▸ **SELECTED TEXT**
=======

Wednesday, March 28, 2007

Innovation Tools Part 3: Access Denied

When I was in High School, I wanted to join the GAA (Girls’ Athletic Association). I read the by-laws of the club and it said that the GAA was for girls. Well, as it turns out, I’m for girls too, so a few of us guys got together to figure out how to join the GAA.

The problem was that in order to join the GAA you had to have participated in girls’ athletics (I guess that’s how it got its name). So a girl we knew got us the paperwork so our group of guys could form a team in the girls’ field hockey program. Things were working fine until the girls’ gym teachers figured out that we were boys. Then the plan started to fall apart.

We were sent to the principle’s office. The principle was actually very nice about it. He said that if we really wanted to play field hockey that badly, he would see what he could do about setting up a boys’ field hockey program. But the principle missed the point. The only reason why we wanted to play field hockey was so that we could get access to the GAA.

Needless to say, we never were able to join the GAA.

One of the main reasons why I wanted to join the GAA was because access was denied to me. The more exclusive the membership, the more I wanted to join. Business models can work this way as well. Depending on how one sets up access into the business model, one will get different results. I was trying to redefine how access was granted into the GAA. You can try to redefine access in your industry.

We are in the middle of a series of blogs on how to think about ways to create new business innovations. One of the ways to innovate is by changing the way access is defined in an industry. By changing the access rules, you can also often end up rewriting the rules for how the profits are divvied up—presumably in your favor.

There are three ways in which one can alter the rules of access:

1) Open Vs. Closed Platforms
2) Limited Vs. Unlimited Supply
3) Democratic (customer determined) Vs. Hierarchical (seller determined) Inclusion

We will now look at each of these individually.

1) Open Vs. Closed Platforms
These days, technology is often an integral component in a business model. The technology platform for the business model can be defined in two ways, either open or closed. In a closed system, one company tends to own the proprietary technology and they do not share it. This denial of access creates profits when the technology becomes popular and you are the only one that can supply it. By not sharing it, the company will create a monopoly and reap all of the benefits of any success.

This has been the primary strategy of Sony for years. In the video tape wars, they built a monopoly around the beta format and lost. They built a monopoly around playstation technology and won. They are now trying to create a semi-monopoly with Pioneer around blu-ray DVDs. Apple has had only limited success with a similar strategy for its computers, but great success using this strategy for ipod. This monopolistic closed access strategy is higher risk, but it is also higher reward.

=======

▸ **ITEMS**

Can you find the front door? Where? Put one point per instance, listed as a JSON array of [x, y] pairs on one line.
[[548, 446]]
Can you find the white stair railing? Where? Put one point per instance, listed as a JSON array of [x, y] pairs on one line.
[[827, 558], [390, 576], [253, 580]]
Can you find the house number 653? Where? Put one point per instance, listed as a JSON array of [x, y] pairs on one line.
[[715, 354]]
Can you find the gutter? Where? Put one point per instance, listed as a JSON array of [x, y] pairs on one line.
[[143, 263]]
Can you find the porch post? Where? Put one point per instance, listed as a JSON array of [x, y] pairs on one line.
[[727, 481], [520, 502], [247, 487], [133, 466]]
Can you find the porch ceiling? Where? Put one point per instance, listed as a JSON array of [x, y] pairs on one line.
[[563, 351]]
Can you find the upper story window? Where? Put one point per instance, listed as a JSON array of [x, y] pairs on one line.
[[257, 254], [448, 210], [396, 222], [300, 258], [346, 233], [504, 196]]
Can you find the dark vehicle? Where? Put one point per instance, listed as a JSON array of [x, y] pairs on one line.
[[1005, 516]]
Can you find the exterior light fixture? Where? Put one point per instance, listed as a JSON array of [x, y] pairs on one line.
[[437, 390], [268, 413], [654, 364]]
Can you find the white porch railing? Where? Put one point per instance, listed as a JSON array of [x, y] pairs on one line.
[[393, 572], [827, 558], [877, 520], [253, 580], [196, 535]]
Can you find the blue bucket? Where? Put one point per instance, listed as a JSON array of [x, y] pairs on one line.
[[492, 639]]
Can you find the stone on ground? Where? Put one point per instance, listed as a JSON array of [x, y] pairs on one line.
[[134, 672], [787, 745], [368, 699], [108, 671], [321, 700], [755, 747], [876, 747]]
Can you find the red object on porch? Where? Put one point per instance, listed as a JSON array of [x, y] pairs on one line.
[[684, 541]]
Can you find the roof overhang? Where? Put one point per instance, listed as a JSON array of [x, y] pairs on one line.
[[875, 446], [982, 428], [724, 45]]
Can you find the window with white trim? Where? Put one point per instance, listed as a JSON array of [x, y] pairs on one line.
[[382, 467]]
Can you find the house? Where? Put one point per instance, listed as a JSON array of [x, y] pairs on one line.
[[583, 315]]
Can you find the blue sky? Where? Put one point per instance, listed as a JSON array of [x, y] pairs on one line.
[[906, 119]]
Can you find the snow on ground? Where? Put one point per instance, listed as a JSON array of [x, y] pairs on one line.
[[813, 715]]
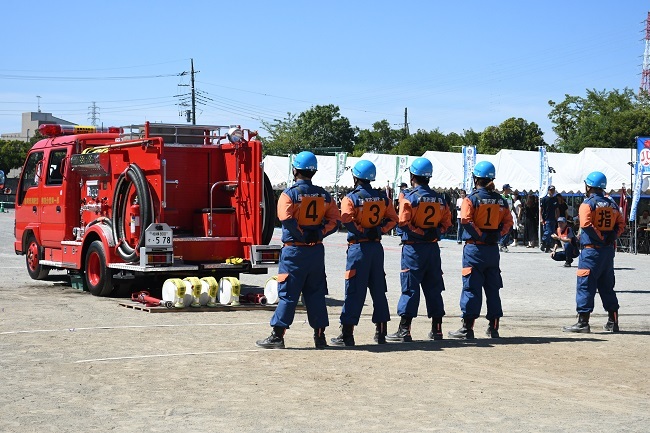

=======

▸ **INSTRUCTIONS**
• a. Please rewrite the listing, starting at its first line and ending at the line that contains "[[827, 558], [390, 576], [253, 580]]", swapping "front door" for "main entrance" and changing nothing else; return only those lines.
• b. Pick up the blog post on changing access rules in business models from its last sentence and carry it forward.
The blog post and the listing are unrelated to each other.

▸ **TASK ANSWERS**
• a.
Can you find the main entrance? Where? Put one point per instance, listed as a JSON array of [x, y] pairs on one line.
[[548, 446]]
Can you find the white stair railing? Where? Put one point per instance, listed as a JSON array of [x, y] pairs on one line.
[[827, 558], [390, 576], [253, 580]]

• b.
Sometimes an open system has greater success. By sharing access to a technology, one can get more companies onto that technology bandwagon. The more firms behind a product technology, the more likely it will create enough critical mass to get customers to prefer it. After all, people want to be associated with winners, and if that many firms are supporting the technology, it must be the winner technology that is going to survive. That is how VHS won over Beta in video tape.

Usually, there is room for both open and closed systems: Microsoft Windows (closed) vs. Linux (open); Playstation (closed) vs. PC games (open). The key tends to be how many profit streams are produced by the technology. The more there are, the better it is to be open. The fewer there are, the better it is to be closed.

2) Limited Vs. Unlimited Supply
Sometimes access can be controlled by how much of a resource you are willing to supply. An offering supply can be limited by a number of factors: the number produced (limited amount versus unlimited amount), the amount of time allowed (limited time to purchase versus always available), and the amount of variety offered (limited variety versus carrying it all). One can be successful at either end of these spectrums.

Take, for example television home shopping channels. Usually the variety is limited to one item at a time, the quantity is limited to only a small number available, and there is a small limited time in which to call in and order the product. All of these limits create excitement. They also cause one to act quickly to purchase before the quantities and the time run out (and before you realize how foolish some of the purchases are).

On the other hand, supercenters carry just about everything, they are open 24 hours a day, and they try to always have items in stock all the time. This creates the assurance that if you shop there, you will be able to find what you need and not have wasted a trip. Limited assortment stores, like Aldi and Save-A-Lot, provide access to fewer items and are open fewer hours, but this allows them to charge lower prices. As Bill Moran, the founder of Save-A-Lot explained it to me, it’s amazing how much more profitable you can be if you can convince the customer to accept access to a more limited selection, allowing you to sell only the profitable items.

Limited availability can create a greater cache around a brand. High fashion items often loose their appeal once they become too available to the masses. On the other hand, the more access, the more opportunities to sell. Coke talks about their WAR strategy…the goal of no matter where you are, there is an opportunity to purchase Coke Within Arm’s Reach.

Fast Fashion retailers like Zara and H&M cycle through their clothing styles so quickly that they sell out the limited quantities a full price, before there is a need for heavy markdowns and clearances. Yet others find success sticking to one product and pushing it year after year, like WD-40.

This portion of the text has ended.